_Work required_. Quote all of the entries word for word.

_Raw data_.
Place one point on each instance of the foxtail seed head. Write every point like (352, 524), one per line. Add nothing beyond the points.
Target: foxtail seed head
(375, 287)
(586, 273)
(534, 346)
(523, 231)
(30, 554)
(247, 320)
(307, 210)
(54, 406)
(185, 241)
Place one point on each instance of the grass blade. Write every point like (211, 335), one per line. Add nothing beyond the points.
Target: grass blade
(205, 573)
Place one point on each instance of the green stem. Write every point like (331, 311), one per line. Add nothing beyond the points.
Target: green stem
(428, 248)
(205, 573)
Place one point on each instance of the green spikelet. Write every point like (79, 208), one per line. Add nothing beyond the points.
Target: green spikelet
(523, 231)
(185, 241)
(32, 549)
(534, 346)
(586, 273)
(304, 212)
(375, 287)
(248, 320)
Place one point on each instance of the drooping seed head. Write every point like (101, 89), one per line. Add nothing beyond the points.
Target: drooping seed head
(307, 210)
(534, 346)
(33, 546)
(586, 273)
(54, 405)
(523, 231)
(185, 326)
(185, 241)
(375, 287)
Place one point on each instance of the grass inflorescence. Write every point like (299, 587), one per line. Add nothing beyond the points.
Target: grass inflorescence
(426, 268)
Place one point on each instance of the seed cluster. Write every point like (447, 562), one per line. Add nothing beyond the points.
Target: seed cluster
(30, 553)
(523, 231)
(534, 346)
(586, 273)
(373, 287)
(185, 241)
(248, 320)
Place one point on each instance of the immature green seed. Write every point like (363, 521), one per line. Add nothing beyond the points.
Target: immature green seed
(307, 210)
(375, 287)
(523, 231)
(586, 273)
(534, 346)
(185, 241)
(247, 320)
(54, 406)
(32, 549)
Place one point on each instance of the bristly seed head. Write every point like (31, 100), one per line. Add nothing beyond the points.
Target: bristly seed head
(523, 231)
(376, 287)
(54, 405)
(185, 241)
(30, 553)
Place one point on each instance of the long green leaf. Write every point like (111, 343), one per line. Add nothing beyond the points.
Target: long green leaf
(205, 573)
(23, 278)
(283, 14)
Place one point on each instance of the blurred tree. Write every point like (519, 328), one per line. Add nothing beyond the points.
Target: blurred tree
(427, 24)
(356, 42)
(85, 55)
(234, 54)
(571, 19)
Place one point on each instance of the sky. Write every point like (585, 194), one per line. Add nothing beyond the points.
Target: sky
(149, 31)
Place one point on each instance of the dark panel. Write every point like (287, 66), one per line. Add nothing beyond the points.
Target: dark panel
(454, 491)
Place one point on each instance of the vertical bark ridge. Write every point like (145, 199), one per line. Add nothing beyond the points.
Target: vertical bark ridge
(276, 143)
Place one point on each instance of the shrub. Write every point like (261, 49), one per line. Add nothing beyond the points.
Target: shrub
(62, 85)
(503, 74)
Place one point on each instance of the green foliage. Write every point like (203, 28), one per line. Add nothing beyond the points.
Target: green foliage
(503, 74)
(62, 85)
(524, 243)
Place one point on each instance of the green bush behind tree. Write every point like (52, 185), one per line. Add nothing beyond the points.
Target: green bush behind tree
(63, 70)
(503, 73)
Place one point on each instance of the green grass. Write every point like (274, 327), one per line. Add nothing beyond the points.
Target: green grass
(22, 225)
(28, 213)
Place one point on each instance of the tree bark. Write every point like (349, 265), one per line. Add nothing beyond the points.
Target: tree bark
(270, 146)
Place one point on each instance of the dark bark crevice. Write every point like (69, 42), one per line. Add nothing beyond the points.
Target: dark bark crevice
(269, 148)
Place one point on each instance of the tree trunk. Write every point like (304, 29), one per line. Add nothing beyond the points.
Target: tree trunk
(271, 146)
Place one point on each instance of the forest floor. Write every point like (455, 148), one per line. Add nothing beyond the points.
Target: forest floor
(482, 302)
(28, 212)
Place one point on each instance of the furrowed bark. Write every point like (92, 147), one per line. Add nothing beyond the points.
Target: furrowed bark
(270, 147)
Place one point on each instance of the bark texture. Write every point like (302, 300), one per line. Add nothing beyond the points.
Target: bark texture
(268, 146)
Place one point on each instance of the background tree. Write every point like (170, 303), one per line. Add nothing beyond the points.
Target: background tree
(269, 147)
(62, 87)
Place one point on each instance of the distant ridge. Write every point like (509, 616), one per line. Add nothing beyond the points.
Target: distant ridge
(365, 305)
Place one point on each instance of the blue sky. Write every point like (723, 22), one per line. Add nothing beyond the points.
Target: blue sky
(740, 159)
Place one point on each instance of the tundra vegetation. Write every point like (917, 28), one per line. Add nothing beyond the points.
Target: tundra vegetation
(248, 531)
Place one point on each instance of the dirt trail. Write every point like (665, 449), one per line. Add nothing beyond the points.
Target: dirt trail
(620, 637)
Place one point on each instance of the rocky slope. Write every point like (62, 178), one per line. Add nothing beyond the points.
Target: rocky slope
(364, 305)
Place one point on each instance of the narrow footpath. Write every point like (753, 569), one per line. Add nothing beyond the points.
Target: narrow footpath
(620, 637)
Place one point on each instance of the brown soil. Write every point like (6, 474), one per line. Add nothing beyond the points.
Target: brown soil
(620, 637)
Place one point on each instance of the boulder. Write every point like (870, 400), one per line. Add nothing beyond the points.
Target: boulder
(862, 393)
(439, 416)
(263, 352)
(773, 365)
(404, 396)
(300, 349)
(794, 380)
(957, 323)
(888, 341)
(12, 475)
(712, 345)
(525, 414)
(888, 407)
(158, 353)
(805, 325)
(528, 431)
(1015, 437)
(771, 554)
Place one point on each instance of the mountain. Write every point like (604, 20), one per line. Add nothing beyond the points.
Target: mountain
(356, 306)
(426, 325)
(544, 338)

_Solution_.
Place one point on each instance of the foxtail seed head. Write every point like (352, 524), one per line. Add nothing beyond the points.
Target: foxtail seed head
(375, 287)
(586, 273)
(534, 346)
(523, 231)
(30, 554)
(247, 320)
(307, 210)
(54, 406)
(185, 241)
Place one point on each instance of the grass blade. Write every point like (211, 335), one per line. Add nothing beyond the points.
Target: grass blade
(205, 573)
Place one point on each instance of the green stem. Write every point like (331, 311), one per line. Add nothing beyond the points.
Target: green stem
(428, 248)
(205, 573)
Place one point on each instance of the green spikelet. Write every point like (79, 208), one per line. Add nothing beyond the points.
Target: green spikelet
(523, 231)
(185, 241)
(32, 549)
(534, 346)
(586, 273)
(304, 212)
(375, 287)
(248, 320)
Place one point on each instance of the drooping seed head. Write every point like (101, 89), one per line. Add nothing beyond the points.
Target: drooping seed head
(307, 210)
(534, 346)
(33, 546)
(586, 273)
(54, 405)
(523, 231)
(185, 326)
(185, 241)
(375, 287)
Place one point on each instance of the grass inflorescence. Write every point like (299, 587), one per line. Add nothing beyond the points.
Target: grass inflorescence
(426, 268)
Place one point on each instance of the seed cluster. Write every point like (447, 562), one per line. Add nothing beyond the points.
Target: seed cluster
(30, 553)
(523, 231)
(534, 346)
(586, 273)
(373, 287)
(185, 241)
(248, 320)
Place one point on each instance of the immature green seed. Write every point like (363, 521), one per line. Add nothing beyond the points.
Target: immature green seed
(307, 210)
(375, 287)
(523, 231)
(586, 273)
(534, 346)
(185, 241)
(247, 320)
(54, 406)
(32, 549)
Place one point on each instance of the bristly seed head. Write every point like (31, 100), one per line. Add nothing beyond the points.
Target: bristly seed head
(523, 231)
(376, 287)
(54, 405)
(185, 241)
(30, 553)
Place one point on each instance of the long green leaf. Write every point like (111, 343), one per line. Add nothing beyond the points.
Target: long green leaf
(205, 573)
(23, 278)
(283, 14)
Place one point on each instance of the blurred tree. Write every point like (519, 328), one per line. Add nothing beyond the points.
Target: blurred tree
(427, 24)
(356, 42)
(85, 55)
(234, 54)
(571, 19)
Place one point on each instance of the sky. Write every point like (585, 194), one per line. Add nothing beyond the points.
Target: sky
(149, 31)
Place one point on each instance of the dark panel. Write every point like (287, 66), one per line. Add nothing beyond the points.
Target: dark panel
(454, 491)
Place one point on each instance of the vertical bark ridge. Write every point like (145, 199), one per line. Add nothing beyond the points.
Target: vertical bark ridge
(276, 143)
Place one point on each instance of the shrub. Write every point like (261, 49), one per line. Add nothing beyond the points.
Target: shrub
(62, 85)
(503, 74)
Place one point on each instance of the green foliage. Write every point like (203, 28), one per line. Add nothing beyond the points.
Target: green foliage
(503, 74)
(62, 85)
(524, 243)
Place one point on each instance of the green bush behind tree. Write every point like (52, 185), one per line. Add nothing beyond the points.
Target: green bush behind tree
(63, 70)
(503, 73)
Place one point on each instance of the green grass. Write every point like (274, 327), one per line. Add nothing beyond the points.
Target: green grass
(22, 225)
(28, 213)
Place one point on each instance of the tree bark. Write every point like (349, 265), one per line. Add nothing beyond the points.
Target: tree bark
(270, 146)
Place one point on each instance of the dark bark crevice. Write every point like (69, 42), one per line. Add nothing beyond the points.
Target: dark bark crevice
(269, 148)
Place one point on each instance of the tree trunk. Write every point like (304, 29), one per line. Add nothing beyond the points.
Target: tree trunk
(271, 146)
Place one point on each instance of the forest floor. Write every point like (455, 148), one per line. Add nothing beyond the points.
Target: forest floor
(482, 302)
(28, 212)
Place one point on each instance of the furrowed bark. Write every point like (92, 147), one per line. Add nothing beyond the points.
Target: furrowed bark
(270, 147)
Place one point on each instance of the bark texture. Write every point like (302, 300), one per line. Add nothing beyond the points.
Target: bark texture
(268, 146)
Place one point on each instance of the background tree. Write every point like (170, 303), one per line. Add nothing beyond the points.
Target: background tree
(269, 147)
(62, 87)
Place one point on each instance of the distant ridge. Write every point like (509, 616), one per line. Add nothing beyond the points.
Target: distant ridge
(365, 305)
Place one point on each instance of the blue sky. Write every point like (723, 22), one per line. Add nothing beyond the points.
Target: blue sky
(740, 159)
Place one point on each instance of the tundra vegetation. Write every point like (917, 28), one per line. Add nothing beyond the points.
Target: tundra vegetation
(248, 531)
Place one point on each instance of the dirt trail. Write every point like (665, 449), one per line. Add nothing beyond the points.
Target: dirt trail
(620, 637)
Place one point on each instance of the rocky slope. Write every point like (62, 178), one per line. Add nothing beyond the points.
Target: rocky slope
(364, 305)
Place one point on each instance of the narrow footpath. Write every point like (753, 569), one per line. Add nothing beyond the points.
Target: narrow footpath
(620, 637)
Place one point on each instance of the brown soil. Write every point like (6, 474), one per line. Add nothing beyond the points.
Target: brown soil
(620, 637)
Place one point on each instance of the boulder. Write every point like (870, 400), one per line. Add nothing beyond the points.
Target: boulder
(862, 393)
(439, 416)
(263, 352)
(773, 365)
(404, 396)
(300, 349)
(794, 380)
(957, 323)
(888, 341)
(12, 475)
(712, 345)
(525, 414)
(888, 407)
(158, 353)
(805, 325)
(528, 431)
(1015, 437)
(771, 554)
Place one point on each instance of the mountain. Write every point like (604, 20), one per line. Add nothing beyond the points.
Target: mountain
(356, 306)
(426, 325)
(544, 338)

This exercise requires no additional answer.